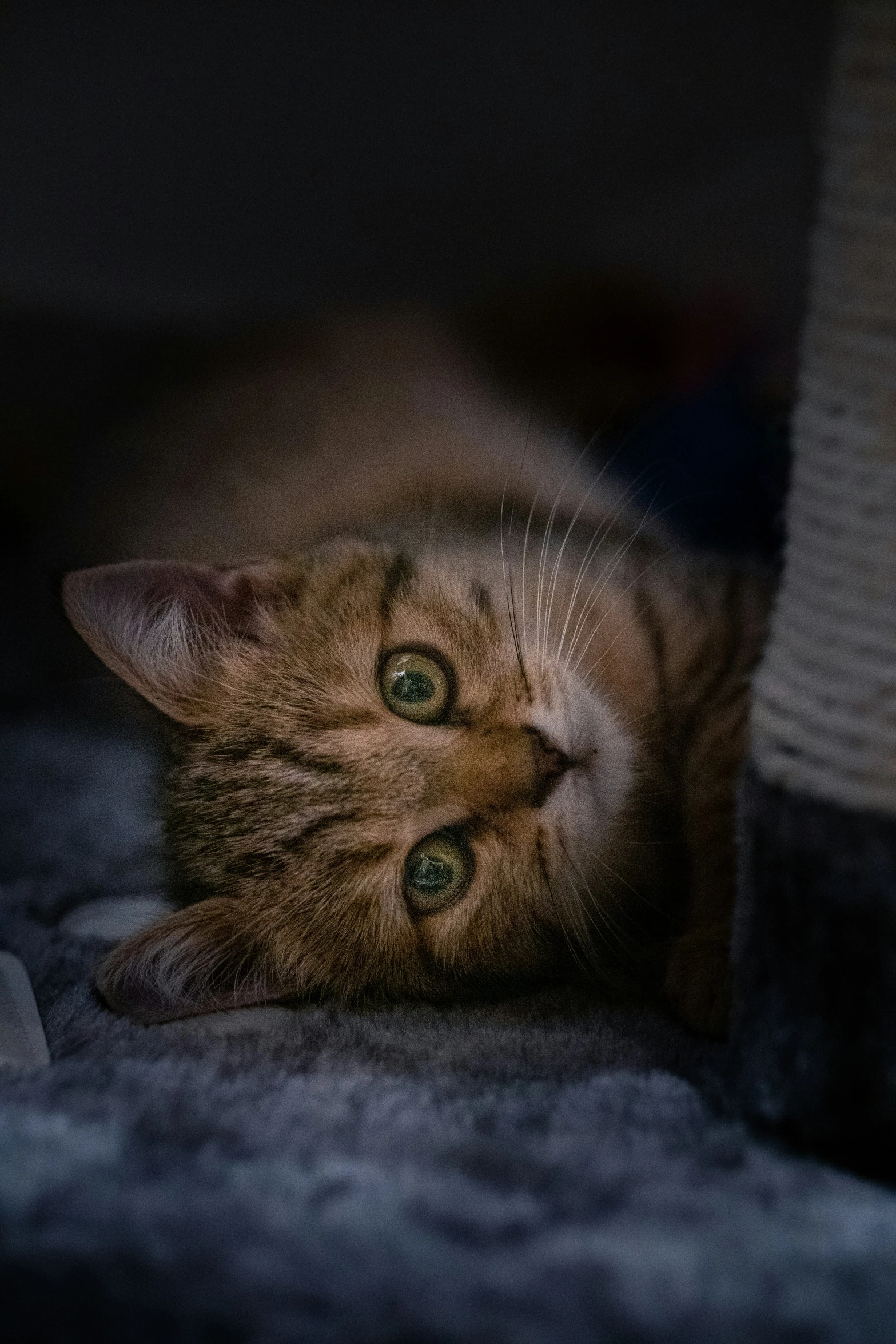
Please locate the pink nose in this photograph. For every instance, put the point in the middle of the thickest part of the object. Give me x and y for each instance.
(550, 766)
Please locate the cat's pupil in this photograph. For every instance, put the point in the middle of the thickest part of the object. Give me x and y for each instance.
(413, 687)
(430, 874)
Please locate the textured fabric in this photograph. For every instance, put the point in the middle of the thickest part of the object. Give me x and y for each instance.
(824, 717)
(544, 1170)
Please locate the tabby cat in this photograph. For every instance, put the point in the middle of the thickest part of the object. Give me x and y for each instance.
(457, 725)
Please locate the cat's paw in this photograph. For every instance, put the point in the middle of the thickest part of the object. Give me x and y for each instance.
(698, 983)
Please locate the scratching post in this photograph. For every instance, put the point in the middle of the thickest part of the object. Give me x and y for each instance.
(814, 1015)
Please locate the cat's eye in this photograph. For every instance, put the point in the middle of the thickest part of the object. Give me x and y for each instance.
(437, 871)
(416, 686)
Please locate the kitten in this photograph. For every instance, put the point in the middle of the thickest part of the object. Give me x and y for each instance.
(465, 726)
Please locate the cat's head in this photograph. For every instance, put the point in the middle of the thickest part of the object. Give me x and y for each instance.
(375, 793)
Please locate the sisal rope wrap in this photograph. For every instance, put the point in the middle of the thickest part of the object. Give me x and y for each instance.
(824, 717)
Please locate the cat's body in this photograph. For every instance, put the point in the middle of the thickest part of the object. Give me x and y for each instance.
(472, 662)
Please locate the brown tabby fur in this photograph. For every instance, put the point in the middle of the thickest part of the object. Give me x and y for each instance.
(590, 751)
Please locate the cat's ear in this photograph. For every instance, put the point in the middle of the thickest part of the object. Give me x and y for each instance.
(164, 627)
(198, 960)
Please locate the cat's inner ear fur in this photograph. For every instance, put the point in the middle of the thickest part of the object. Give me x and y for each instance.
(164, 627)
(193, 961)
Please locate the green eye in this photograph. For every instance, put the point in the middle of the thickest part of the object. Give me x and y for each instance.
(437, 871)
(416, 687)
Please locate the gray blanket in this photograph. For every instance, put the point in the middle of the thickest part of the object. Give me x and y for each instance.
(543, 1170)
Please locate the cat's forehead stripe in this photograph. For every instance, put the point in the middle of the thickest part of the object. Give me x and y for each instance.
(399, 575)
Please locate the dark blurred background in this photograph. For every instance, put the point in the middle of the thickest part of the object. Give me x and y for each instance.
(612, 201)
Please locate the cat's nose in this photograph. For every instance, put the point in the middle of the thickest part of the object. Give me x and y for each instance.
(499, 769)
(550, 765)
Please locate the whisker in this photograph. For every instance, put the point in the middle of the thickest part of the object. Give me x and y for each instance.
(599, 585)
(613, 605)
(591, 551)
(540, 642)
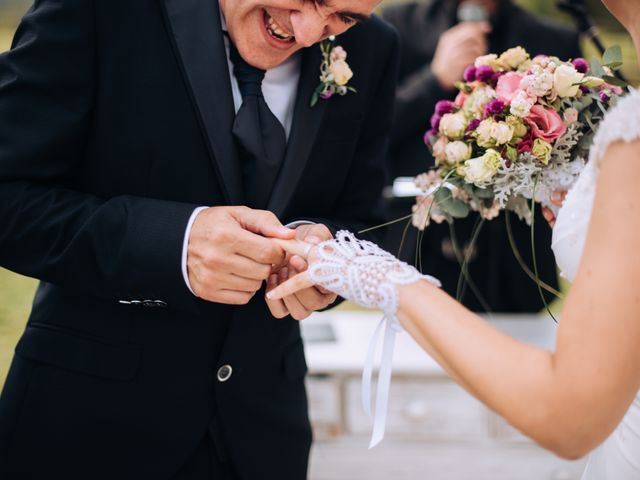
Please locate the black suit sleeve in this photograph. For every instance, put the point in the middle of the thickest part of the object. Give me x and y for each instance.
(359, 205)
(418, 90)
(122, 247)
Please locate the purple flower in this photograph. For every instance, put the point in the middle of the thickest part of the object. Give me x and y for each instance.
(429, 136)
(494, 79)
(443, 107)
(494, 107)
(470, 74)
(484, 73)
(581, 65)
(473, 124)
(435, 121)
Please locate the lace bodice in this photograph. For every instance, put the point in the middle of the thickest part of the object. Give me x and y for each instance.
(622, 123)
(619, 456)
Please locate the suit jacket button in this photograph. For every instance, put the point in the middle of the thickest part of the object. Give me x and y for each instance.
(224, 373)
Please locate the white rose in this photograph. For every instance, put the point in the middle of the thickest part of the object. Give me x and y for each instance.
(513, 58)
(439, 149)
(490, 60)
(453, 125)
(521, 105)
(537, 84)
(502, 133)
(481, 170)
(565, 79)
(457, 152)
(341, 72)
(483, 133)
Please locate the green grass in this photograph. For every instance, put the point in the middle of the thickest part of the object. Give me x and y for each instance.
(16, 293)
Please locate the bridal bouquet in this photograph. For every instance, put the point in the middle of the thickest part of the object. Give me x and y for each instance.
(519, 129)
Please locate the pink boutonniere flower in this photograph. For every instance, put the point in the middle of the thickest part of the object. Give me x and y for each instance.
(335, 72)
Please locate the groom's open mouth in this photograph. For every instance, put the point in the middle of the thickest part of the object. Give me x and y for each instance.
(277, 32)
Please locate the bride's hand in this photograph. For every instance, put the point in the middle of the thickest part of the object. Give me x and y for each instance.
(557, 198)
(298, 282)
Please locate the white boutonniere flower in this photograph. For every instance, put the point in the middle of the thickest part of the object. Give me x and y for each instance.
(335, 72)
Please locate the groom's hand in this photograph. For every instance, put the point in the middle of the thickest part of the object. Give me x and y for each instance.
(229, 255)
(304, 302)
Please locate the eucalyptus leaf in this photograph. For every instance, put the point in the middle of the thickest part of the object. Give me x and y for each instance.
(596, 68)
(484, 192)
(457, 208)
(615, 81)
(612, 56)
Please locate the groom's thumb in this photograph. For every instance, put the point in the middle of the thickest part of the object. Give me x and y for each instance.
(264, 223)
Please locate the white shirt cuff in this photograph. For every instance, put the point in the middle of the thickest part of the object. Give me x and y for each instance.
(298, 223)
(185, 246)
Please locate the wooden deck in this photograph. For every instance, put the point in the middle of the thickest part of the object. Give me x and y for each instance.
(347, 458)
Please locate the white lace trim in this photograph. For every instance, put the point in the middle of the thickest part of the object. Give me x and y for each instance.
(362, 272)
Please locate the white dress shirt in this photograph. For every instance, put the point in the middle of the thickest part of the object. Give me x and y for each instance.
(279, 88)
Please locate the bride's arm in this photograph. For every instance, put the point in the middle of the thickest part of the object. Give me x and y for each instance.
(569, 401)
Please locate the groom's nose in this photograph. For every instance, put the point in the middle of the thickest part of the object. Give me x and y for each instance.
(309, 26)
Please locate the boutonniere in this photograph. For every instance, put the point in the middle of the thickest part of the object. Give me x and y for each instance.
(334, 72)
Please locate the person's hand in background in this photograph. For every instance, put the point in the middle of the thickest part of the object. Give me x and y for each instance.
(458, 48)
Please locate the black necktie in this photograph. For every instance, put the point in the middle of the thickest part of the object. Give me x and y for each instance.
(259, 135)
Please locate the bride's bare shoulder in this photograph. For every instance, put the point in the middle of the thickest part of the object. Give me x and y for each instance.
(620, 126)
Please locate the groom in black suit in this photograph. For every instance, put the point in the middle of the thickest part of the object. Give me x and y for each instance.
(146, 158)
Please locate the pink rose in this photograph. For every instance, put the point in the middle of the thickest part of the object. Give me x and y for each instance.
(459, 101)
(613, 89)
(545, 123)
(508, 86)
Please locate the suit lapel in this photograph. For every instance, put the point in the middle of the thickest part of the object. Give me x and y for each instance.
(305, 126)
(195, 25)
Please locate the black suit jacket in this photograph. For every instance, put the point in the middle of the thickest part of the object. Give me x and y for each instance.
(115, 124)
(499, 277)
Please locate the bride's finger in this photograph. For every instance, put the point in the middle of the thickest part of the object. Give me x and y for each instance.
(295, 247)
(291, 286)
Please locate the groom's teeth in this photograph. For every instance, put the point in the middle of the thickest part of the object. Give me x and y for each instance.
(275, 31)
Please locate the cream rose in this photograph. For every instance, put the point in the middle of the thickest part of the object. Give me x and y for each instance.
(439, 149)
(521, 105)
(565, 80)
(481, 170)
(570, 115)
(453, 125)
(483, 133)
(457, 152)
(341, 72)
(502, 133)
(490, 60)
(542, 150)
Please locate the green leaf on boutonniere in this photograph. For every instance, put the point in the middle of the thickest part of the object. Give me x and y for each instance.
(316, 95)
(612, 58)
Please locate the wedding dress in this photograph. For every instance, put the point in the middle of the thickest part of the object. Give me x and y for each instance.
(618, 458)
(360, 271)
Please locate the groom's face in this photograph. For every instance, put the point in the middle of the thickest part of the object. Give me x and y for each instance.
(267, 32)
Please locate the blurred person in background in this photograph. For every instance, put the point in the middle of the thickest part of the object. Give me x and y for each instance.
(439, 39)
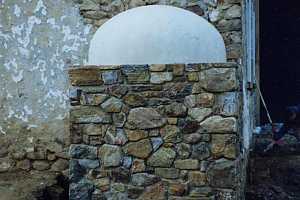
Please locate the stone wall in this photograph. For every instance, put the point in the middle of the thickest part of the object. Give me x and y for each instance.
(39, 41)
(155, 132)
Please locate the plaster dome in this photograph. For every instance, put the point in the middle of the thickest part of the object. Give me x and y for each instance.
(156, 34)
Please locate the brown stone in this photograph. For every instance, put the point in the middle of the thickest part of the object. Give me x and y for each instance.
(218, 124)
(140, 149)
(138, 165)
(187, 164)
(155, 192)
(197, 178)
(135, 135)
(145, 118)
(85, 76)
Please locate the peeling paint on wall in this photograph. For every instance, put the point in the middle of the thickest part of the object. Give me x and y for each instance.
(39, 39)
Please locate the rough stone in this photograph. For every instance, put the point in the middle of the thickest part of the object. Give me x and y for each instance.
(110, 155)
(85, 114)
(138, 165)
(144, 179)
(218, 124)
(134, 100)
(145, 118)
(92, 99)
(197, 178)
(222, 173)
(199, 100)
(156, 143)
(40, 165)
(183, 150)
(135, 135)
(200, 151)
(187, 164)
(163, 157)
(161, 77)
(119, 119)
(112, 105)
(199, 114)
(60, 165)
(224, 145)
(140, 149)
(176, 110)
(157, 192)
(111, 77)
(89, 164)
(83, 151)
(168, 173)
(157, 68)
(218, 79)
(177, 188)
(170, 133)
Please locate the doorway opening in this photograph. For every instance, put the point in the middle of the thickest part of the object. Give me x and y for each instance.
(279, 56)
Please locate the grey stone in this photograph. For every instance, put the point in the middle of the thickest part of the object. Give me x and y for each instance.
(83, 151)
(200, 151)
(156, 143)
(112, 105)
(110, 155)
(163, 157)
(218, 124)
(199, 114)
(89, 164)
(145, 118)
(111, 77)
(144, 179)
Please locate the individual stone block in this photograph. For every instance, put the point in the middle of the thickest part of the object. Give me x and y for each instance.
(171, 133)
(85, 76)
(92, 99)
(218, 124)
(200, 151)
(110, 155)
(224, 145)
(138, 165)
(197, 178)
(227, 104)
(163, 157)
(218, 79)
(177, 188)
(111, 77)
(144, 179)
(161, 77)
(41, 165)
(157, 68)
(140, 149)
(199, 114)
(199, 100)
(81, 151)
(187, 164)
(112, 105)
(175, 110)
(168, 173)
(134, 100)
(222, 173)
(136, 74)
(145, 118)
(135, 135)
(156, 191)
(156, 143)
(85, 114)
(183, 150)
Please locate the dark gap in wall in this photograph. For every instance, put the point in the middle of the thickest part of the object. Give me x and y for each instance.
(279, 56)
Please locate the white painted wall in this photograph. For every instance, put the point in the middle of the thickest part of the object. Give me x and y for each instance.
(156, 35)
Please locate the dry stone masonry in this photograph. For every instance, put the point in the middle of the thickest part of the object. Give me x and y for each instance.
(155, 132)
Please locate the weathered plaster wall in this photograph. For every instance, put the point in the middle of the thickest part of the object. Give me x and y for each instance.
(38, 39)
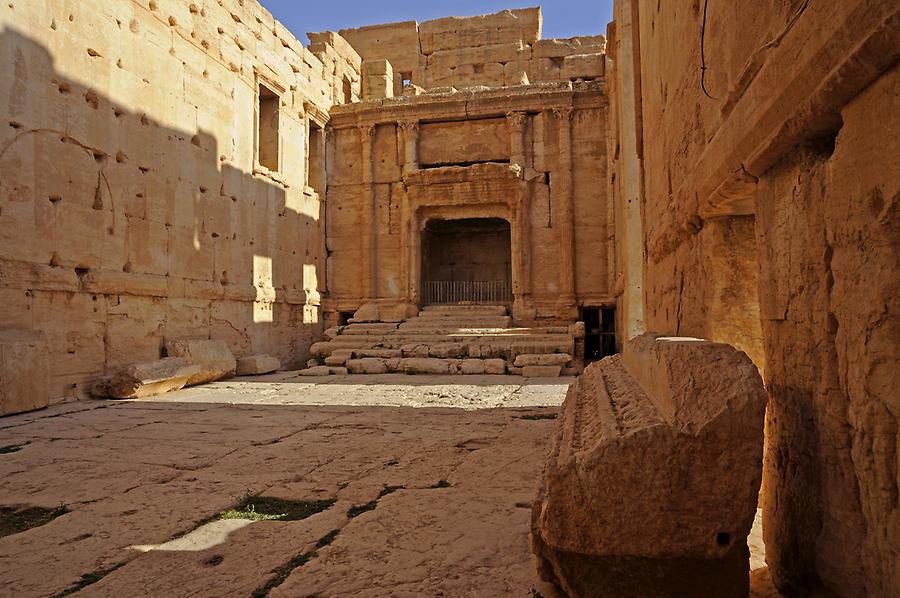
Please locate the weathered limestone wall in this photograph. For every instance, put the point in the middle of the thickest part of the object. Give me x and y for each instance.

■ ■ ■ ■

--- TASK ITEM ---
Reproduce the lines above, exactly and exclusively, from the line containing "Please locate the dark gap" down to the last line, both included; pictures are not part of the copy.

--- ANSWER TO THIS PROBLEM ---
Please locate the dark gap in wall in this photograph. For every instance, put the point in the middle of the thickest part of the object. Give me x and y for each instance.
(279, 56)
Please locate the white painted wall in this photograph. For every instance, put the point in the middle of the thickest part of the object. Give me x and y for each instance.
(156, 35)
Please locate the dry stone masonry in this photograph. For every instance, put the point in the middle of the thickest part of the object. Give me x and y for each instance.
(155, 132)
Please locate the weathered plaster wall in this photograph. For every instance, put the point in the middle of the thickest part of the object. Give me x and y for each instance.
(38, 39)
Please locate the weathered limestone wall in this photograph. For every instance, put the point in the middle of the thickest part of the object. Give me x and y for each instance.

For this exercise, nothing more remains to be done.